What is being asked:
Please print every record below exactly as it appears, but leave out the pictures.

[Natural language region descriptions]
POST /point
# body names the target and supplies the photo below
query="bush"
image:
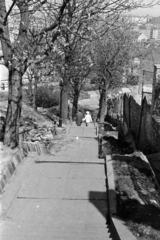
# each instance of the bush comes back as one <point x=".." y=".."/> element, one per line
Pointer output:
<point x="46" y="97"/>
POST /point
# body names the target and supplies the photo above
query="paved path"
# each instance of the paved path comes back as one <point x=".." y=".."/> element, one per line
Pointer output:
<point x="63" y="196"/>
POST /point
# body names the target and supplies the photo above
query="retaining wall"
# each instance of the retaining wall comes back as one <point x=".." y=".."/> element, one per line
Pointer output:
<point x="144" y="127"/>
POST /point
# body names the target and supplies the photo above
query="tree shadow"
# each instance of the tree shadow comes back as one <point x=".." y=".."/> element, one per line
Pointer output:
<point x="99" y="201"/>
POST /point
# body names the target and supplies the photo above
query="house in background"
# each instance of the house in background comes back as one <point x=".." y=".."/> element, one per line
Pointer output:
<point x="151" y="58"/>
<point x="142" y="37"/>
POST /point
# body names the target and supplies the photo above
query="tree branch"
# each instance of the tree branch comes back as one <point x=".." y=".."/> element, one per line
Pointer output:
<point x="9" y="11"/>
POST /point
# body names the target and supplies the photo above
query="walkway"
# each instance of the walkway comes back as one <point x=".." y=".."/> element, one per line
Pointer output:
<point x="63" y="196"/>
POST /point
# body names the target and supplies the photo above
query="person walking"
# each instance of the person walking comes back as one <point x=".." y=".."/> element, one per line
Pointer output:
<point x="79" y="118"/>
<point x="87" y="119"/>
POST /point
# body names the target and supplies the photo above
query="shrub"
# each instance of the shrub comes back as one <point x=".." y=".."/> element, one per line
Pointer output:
<point x="46" y="97"/>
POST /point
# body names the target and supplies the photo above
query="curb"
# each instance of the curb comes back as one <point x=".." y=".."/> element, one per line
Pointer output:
<point x="10" y="167"/>
<point x="119" y="229"/>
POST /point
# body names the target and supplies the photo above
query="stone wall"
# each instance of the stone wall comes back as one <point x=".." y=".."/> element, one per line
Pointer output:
<point x="144" y="127"/>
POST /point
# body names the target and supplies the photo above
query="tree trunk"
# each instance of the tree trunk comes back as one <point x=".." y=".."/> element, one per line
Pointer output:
<point x="34" y="93"/>
<point x="75" y="104"/>
<point x="103" y="106"/>
<point x="63" y="105"/>
<point x="30" y="90"/>
<point x="11" y="137"/>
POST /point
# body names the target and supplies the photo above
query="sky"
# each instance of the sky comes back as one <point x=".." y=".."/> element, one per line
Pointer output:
<point x="152" y="11"/>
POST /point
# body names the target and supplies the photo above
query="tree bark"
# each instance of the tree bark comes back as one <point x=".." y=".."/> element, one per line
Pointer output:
<point x="11" y="137"/>
<point x="34" y="93"/>
<point x="63" y="105"/>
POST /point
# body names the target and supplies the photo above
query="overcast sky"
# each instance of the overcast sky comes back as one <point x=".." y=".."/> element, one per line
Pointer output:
<point x="153" y="11"/>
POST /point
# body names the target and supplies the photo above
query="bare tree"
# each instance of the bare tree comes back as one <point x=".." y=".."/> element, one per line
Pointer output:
<point x="112" y="53"/>
<point x="24" y="50"/>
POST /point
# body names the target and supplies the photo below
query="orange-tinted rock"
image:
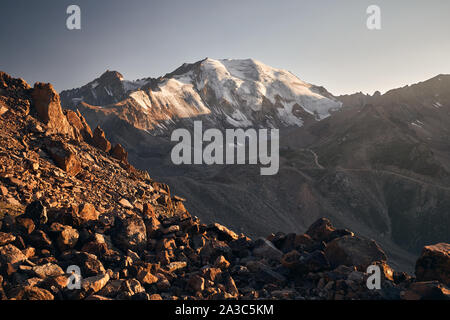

Solution to the exercise:
POST /point
# body names the target and supplies the photo below
query="bush"
image:
# each instance of the bush comes back as one <point x=".." y=".."/> element, one per line
Pointer output:
<point x="46" y="97"/>
POST /point
# body names the target and supplies the photo above
query="paved path"
# each instance of the paved path comes back as one <point x=".." y=".."/> element, one per line
Pointer output:
<point x="63" y="196"/>
POST /point
# body names the target and supplies the photo above
query="retaining wall"
# each instance of the retaining wall comes back as one <point x=".." y=".."/> element, one per line
Pointer output:
<point x="144" y="127"/>
POST /point
# body names the target and supplies the photo above
query="tree shadow"
# each instance of the tree shadow comes back as one <point x=".." y=".."/> element, one per line
Pointer output:
<point x="99" y="201"/>
POST /point
# body names the target and supplies the photo above
query="house in background"
# each instance of the house in background comes back as one <point x=".." y=".."/> element, one per line
Pointer output:
<point x="151" y="58"/>
<point x="142" y="37"/>
POST /point
# body names the target and supplies the photo above
query="tree branch"
# each instance of the tree branch comes back as one <point x=".." y=".."/> element, one per line
Pointer output:
<point x="9" y="11"/>
POST /point
# body names the target and supplies the photo above
query="walkway"
# each instance of the walkway comes back as one <point x=".." y=".."/> element, one per line
Pointer output:
<point x="63" y="196"/>
POST /point
# body names the target and supplies the photo above
query="person walking"
# each instance of the person walking comes back as one <point x=".." y=".."/> element, one per line
Pointer output:
<point x="79" y="118"/>
<point x="87" y="119"/>
POST /point
# body names the target and supplies the photo above
query="shrub"
# each instance of the shrub comes back as one <point x=".." y=".."/> element, one per line
Pointer output:
<point x="46" y="97"/>
POST /point
# body names the target and supplies the photo above
query="curb"
# each instance of the curb comes back as one <point x=".." y=".."/> element, one per line
Pointer output:
<point x="10" y="167"/>
<point x="119" y="229"/>
POST /point
# body names the target and supplies the photo above
query="stone wall"
# each instance of the stone wall comes back as one <point x=".." y=".."/> element, one per line
Pointer output:
<point x="144" y="127"/>
POST /point
# body names the target and supplies the photo above
query="tree trunk"
# each instance of the tree trunk comes back as one <point x=".." y=".."/> element, one per line
Pointer output:
<point x="34" y="93"/>
<point x="75" y="104"/>
<point x="103" y="106"/>
<point x="63" y="105"/>
<point x="30" y="90"/>
<point x="11" y="137"/>
POST /point
# body names the target and supplies the photo above
query="sky"
# each instance of the sky comes back as one <point x=".." y=".."/> element, one per line
Pointer output:
<point x="152" y="11"/>
POST /point
# body names the target and supplies the photo above
query="tree bark"
# each instance of the tree bark comes back as one <point x=".." y=".."/> element, one per line
Pointer output:
<point x="11" y="137"/>
<point x="34" y="93"/>
<point x="63" y="105"/>
POST /point
# body names the target and supplies the photo above
query="overcast sky"
# each instance of the overcast sky comes back as one <point x=".." y=".."/> element, one per line
Pointer output:
<point x="153" y="11"/>
POST /point
# body names the target and supplies the photo above
query="bare tree"
# each instance of the bare tree comes back as one <point x=".." y=".."/> element, one per line
Pointer output:
<point x="112" y="53"/>
<point x="24" y="50"/>
POST /point
# body names the target and supplies the photo below
query="orange-tinted rock"
image:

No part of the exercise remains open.